==== Source information

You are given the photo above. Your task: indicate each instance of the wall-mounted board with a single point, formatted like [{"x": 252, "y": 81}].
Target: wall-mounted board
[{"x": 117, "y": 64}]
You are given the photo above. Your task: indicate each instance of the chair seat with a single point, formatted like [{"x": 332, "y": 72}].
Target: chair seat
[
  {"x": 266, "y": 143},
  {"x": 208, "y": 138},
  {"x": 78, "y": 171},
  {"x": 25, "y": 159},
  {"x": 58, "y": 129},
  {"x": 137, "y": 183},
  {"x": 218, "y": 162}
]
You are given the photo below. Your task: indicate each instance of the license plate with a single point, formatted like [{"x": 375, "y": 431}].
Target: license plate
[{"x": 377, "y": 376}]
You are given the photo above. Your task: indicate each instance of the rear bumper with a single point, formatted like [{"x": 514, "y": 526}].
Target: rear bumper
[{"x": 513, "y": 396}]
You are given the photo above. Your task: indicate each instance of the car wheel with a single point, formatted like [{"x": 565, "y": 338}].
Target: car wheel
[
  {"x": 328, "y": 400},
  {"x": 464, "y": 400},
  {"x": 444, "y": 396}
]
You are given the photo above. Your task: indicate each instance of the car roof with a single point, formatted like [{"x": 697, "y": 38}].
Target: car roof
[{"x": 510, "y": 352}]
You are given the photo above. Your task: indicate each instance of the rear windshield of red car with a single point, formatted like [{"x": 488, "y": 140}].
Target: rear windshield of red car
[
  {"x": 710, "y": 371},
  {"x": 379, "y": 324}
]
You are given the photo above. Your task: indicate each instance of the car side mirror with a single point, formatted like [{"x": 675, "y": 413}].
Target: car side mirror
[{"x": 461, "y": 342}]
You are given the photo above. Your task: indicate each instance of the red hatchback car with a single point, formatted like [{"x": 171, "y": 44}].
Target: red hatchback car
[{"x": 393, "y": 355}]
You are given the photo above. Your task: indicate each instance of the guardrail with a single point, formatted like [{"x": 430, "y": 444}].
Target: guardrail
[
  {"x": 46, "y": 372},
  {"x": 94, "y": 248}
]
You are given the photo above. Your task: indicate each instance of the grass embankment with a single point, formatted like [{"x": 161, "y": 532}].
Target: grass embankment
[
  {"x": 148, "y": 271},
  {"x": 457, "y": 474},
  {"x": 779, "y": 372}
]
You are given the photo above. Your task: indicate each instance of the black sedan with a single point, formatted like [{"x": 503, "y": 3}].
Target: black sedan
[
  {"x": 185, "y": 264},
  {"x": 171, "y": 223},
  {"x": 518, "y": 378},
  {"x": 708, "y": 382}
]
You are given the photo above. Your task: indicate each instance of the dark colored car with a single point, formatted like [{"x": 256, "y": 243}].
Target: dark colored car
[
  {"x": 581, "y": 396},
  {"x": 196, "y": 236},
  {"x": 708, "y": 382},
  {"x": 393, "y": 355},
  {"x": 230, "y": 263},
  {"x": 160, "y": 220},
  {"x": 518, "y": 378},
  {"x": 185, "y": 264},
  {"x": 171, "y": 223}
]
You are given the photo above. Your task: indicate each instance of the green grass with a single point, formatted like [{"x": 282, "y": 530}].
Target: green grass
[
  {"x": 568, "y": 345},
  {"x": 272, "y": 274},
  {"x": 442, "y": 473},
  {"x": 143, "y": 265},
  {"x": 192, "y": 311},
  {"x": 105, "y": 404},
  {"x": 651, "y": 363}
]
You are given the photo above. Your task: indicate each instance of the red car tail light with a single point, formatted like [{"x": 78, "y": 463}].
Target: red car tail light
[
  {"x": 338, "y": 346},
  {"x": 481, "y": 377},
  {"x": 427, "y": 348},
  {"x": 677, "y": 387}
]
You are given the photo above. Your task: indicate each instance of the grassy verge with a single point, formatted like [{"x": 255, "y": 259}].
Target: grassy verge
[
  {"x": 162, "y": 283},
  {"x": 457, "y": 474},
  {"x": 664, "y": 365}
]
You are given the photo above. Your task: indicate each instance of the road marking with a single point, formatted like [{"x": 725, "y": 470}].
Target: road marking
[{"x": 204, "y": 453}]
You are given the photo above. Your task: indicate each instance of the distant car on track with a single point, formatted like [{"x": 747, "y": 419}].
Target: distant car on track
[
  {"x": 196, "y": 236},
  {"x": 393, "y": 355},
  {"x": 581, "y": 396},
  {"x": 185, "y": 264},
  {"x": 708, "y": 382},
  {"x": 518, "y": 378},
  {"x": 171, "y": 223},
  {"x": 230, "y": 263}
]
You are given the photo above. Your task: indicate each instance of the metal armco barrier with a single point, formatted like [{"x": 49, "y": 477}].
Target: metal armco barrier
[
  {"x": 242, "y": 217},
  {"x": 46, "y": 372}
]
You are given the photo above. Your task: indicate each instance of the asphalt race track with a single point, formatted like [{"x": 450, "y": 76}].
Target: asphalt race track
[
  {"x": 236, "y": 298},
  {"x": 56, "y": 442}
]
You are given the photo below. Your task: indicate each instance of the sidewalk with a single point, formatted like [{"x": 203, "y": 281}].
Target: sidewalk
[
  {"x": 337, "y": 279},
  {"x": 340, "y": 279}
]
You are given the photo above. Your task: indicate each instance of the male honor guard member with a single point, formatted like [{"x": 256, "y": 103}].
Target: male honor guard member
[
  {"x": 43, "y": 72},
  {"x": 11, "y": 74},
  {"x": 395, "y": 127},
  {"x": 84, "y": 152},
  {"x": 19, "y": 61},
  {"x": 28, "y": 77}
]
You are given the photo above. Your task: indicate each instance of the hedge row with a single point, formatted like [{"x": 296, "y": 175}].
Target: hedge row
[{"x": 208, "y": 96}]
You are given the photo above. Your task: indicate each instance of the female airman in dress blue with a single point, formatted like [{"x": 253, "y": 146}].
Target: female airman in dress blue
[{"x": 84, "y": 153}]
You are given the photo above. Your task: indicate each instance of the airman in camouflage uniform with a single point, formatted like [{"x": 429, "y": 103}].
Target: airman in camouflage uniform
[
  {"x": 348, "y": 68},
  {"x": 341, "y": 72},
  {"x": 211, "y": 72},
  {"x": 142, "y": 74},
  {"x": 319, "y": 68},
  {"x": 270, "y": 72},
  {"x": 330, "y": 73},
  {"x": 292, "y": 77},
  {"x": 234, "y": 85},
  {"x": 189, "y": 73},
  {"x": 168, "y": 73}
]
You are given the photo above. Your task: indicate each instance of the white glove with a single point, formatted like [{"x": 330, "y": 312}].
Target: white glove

========

Assigned task => Every single entry above has to be copied exactly.

Completed task =>
You are given the photo above. Your task: indicate each instance of the wall-mounted board with a single point, formatted like [{"x": 252, "y": 81}].
Target: wall-mounted board
[{"x": 117, "y": 64}]
You are given the photo above. Your task: indicate each instance of the chair seat with a single point, formatted like [{"x": 332, "y": 72}].
Target: chair seat
[
  {"x": 266, "y": 143},
  {"x": 208, "y": 138},
  {"x": 78, "y": 171},
  {"x": 25, "y": 159},
  {"x": 58, "y": 129},
  {"x": 137, "y": 183},
  {"x": 218, "y": 162}
]
You are given the photo below. Your task: indicate each instance of the license plate with a single point, formatted like [{"x": 375, "y": 431}].
Target: license plate
[{"x": 377, "y": 376}]
You are given the photo above. Your task: indicate each instance of the rear bumper with a single point, formatted like [{"x": 514, "y": 526}].
Target: rear bumper
[{"x": 513, "y": 396}]
You are given the photo above. Your task: indicate each instance of the car wheel with a single point, formatted like [{"x": 565, "y": 338}].
Target: car wheel
[
  {"x": 328, "y": 400},
  {"x": 464, "y": 400},
  {"x": 444, "y": 396}
]
You are given the photo above. Your task: indicate each instance of the car roof with a single point, formatted like [{"x": 697, "y": 38}].
Target: car roof
[{"x": 510, "y": 352}]
You are given the photo above. Your task: indicate each instance of the rear windshield of red car with a single point, formatted like [{"x": 488, "y": 140}].
Target: rear windshield of red car
[
  {"x": 710, "y": 371},
  {"x": 379, "y": 324}
]
You are given the photo above. Your task: indicate each instance of the car side mirror with a single point, formatted like [{"x": 675, "y": 413}].
Target: car side mirror
[{"x": 461, "y": 342}]
You are given the photo above. Your task: indicate each instance of the red hatchback car with a single point, formatted like [{"x": 171, "y": 44}].
Target: red hatchback car
[{"x": 393, "y": 355}]
You are given the photo above. Your task: indicate each instance of the guardrail with a single point, formatted like [{"x": 430, "y": 444}].
Target: guardrail
[
  {"x": 46, "y": 372},
  {"x": 94, "y": 248}
]
You are given the photo above. Your task: indicate each instance of the grass embankment with a single point, formatted like [{"x": 161, "y": 532}].
Target: grass embankment
[
  {"x": 148, "y": 271},
  {"x": 457, "y": 474},
  {"x": 779, "y": 372}
]
You are given the photo above. Your task: indicate each instance of the black sedan with a single point, formatted like [{"x": 503, "y": 3}].
Target: black sedan
[
  {"x": 185, "y": 264},
  {"x": 171, "y": 223},
  {"x": 518, "y": 378},
  {"x": 708, "y": 382}
]
You are given the photo above. Your task: indicate each instance of the dark colored car with a single point, formatted like [{"x": 256, "y": 243}].
Target: dark colored car
[
  {"x": 581, "y": 396},
  {"x": 196, "y": 236},
  {"x": 708, "y": 382},
  {"x": 393, "y": 355},
  {"x": 230, "y": 263},
  {"x": 160, "y": 220},
  {"x": 518, "y": 378},
  {"x": 185, "y": 264},
  {"x": 171, "y": 223}
]
You are given the photo above. Your task: indicate each instance of the green grass with a single point, formatted like [{"x": 282, "y": 530}].
Target: green grass
[
  {"x": 568, "y": 345},
  {"x": 272, "y": 274},
  {"x": 442, "y": 473},
  {"x": 143, "y": 265},
  {"x": 192, "y": 311},
  {"x": 105, "y": 404},
  {"x": 651, "y": 363}
]
You are given the photo above. Your task: indicate each instance of the red car tail light with a single point, formatted like [{"x": 78, "y": 463}].
Target: red car tail light
[
  {"x": 338, "y": 346},
  {"x": 481, "y": 377},
  {"x": 427, "y": 348},
  {"x": 677, "y": 387}
]
You are given the photo above. Your task: indicate each instance of the grassy verge with a single point, formatted like [{"x": 255, "y": 259}].
Target: grassy verge
[
  {"x": 162, "y": 283},
  {"x": 457, "y": 474},
  {"x": 664, "y": 365}
]
You are given the photo above. Your task: indicate each instance of the road marking with a single point, formatted like [{"x": 725, "y": 470}].
Target: road marking
[{"x": 204, "y": 453}]
You are given the photo above. Your task: indicate each instance of the distant car on track with a single point, formatted like [{"x": 747, "y": 419}].
Target: distant car on track
[
  {"x": 196, "y": 236},
  {"x": 393, "y": 355},
  {"x": 581, "y": 396},
  {"x": 185, "y": 264},
  {"x": 708, "y": 382},
  {"x": 518, "y": 378},
  {"x": 171, "y": 223},
  {"x": 230, "y": 263}
]
You are given the photo above. Your task: indicate each instance of the metal armco barrier with a single point, formatted like [{"x": 49, "y": 477}].
Target: metal armco barrier
[
  {"x": 242, "y": 217},
  {"x": 46, "y": 372}
]
You are given the photo above. Your task: indicate each instance of the asphalt race track with a single point, formatted like [{"x": 450, "y": 76}].
Target: asphalt race track
[
  {"x": 236, "y": 298},
  {"x": 56, "y": 442}
]
You are given the photo below. Your task: indicate each instance of the sidewalk with a single point, formatted like [{"x": 203, "y": 281}].
Target: sidewalk
[
  {"x": 337, "y": 279},
  {"x": 340, "y": 279}
]
You are given the photo above. Your task: indicate each instance of the male honor guard member with a single point, formatted like [{"x": 256, "y": 103}].
Target: male honor guard member
[
  {"x": 43, "y": 72},
  {"x": 11, "y": 74},
  {"x": 395, "y": 127},
  {"x": 84, "y": 152},
  {"x": 19, "y": 61},
  {"x": 28, "y": 77}
]
You are given the photo above. Your task: indicate each instance of the hedge row with a single point, formatted like [{"x": 296, "y": 175}].
Target: hedge row
[{"x": 208, "y": 96}]
You are given the photo above. Your task: indicate each instance of the female airman in dress blue with a single point, formatted like [{"x": 253, "y": 146}].
Target: female airman in dress blue
[{"x": 84, "y": 153}]
You are given the photo above. Your task: indicate each instance of the airman in camouflage uniform with a single point, formatted like [{"x": 429, "y": 103}].
Target: airman in camouflage uniform
[
  {"x": 348, "y": 68},
  {"x": 341, "y": 72},
  {"x": 211, "y": 72},
  {"x": 142, "y": 74},
  {"x": 319, "y": 68},
  {"x": 270, "y": 72},
  {"x": 330, "y": 73},
  {"x": 292, "y": 77},
  {"x": 234, "y": 85},
  {"x": 189, "y": 73},
  {"x": 168, "y": 73}
]
You are given the photo above. Your task: indicate each instance of the white glove with a single point, formatted like [{"x": 330, "y": 312}].
Target: white glove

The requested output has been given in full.